> _Extract provided_:
Photo: Ben Macintosh Operation Crucible

Finborough Theatre

30/07/15

4 Stars

The Crucible Theatre, Sheffield is a part of our dramatic landscape – whether for theatre or for snooker – but how often do we stop to think about its name, which takes us back to the grimmest night in Sheffield’s recent history – 12 December 1940? This was the night of ‘Operation Crucible’, when the Luftwaffe bombed the city for seven hours with the aim of knocking out the contribution of the steel works to the war effort. Getting on for 700 people were killed and 40,000 were left homeless. At the centre of the destruction was the seven-storey Marples Hotel, which crumpled under a direct hit. While 70 people died in the ruins, a small section of cellarage gave sanctuary to a small group of steel workers who had taken shelter there. After a long wait they were rescued and this play tells their story.

When you take your seat at the Finborough there is little initially to look at….a small paved stage, four stools at the corners, a basic workshop lamp suspended above and three discoloured steel panels that in another kind of play would make you think of Rothko. It is through the quality of ensemble acting, movement and writing that this play stands or falls, and by and large it succeeds admirably.

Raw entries
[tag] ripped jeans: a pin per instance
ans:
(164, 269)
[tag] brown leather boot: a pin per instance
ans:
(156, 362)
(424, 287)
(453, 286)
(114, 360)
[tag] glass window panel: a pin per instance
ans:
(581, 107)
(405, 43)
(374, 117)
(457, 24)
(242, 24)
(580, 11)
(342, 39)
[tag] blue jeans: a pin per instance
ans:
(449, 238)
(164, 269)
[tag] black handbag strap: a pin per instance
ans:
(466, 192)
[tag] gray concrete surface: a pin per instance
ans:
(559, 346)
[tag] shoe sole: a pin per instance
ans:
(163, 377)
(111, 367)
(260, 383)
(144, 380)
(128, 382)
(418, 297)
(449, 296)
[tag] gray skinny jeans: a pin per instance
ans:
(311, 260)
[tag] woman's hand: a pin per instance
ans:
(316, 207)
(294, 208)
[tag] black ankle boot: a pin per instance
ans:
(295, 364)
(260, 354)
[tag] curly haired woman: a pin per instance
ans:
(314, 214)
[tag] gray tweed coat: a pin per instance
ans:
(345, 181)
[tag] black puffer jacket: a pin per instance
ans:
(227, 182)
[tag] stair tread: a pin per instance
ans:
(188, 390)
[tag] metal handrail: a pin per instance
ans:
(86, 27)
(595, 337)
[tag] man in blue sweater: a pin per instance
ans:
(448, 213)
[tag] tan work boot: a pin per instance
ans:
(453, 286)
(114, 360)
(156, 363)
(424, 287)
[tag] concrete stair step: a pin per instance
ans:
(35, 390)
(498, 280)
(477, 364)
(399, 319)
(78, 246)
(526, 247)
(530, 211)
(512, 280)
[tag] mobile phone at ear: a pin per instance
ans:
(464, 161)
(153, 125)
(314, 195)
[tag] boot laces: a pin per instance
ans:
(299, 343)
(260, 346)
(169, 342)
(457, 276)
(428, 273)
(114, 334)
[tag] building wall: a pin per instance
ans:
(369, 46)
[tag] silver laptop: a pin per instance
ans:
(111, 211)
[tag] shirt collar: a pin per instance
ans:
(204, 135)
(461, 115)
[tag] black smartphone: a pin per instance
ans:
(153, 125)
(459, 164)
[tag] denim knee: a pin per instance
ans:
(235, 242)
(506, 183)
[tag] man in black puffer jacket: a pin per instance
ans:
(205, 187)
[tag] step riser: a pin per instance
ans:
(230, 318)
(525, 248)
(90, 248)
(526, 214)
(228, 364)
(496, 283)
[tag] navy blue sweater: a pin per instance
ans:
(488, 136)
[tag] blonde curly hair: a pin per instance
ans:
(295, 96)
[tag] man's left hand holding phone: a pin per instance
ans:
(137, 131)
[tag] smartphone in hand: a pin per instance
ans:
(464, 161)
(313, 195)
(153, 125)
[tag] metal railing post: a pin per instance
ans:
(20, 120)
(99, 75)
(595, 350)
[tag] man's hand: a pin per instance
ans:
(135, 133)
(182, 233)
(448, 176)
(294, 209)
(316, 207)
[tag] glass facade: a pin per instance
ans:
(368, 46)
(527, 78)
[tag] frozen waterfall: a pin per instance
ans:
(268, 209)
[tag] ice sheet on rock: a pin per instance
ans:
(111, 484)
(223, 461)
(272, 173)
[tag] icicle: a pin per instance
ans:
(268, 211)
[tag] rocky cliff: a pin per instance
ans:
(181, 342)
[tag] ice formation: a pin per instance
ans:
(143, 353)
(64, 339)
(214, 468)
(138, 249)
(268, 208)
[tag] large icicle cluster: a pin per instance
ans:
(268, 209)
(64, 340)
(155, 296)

> _Your goal_: Transcribe the passage of the Operation Crucible review between "Finborough Theatre" and "tells their story.", inclusive.

> _Answer for the task_:
Finborough Theatre

30/07/15

4 Stars

The Crucible Theatre, Sheffield is a part of our dramatic landscape – whether for theatre or for snooker – but how often do we stop to think about its name, which takes us back to the grimmest night in Sheffield’s recent history – 12 December 1940? This was the night of ‘Operation Crucible’, when the Luftwaffe bombed the city for seven hours with the aim of knocking out the contribution of the steel works to the war effort. Getting on for 700 people were killed and 40,000 were left homeless. At the centre of the destruction was the seven-storey Marples Hotel, which crumpled under a direct hit. While 70 people died in the ruins, a small section of cellarage gave sanctuary to a small group of steel workers who had taken shelter there. After a long wait they were rescued and this play tells their story.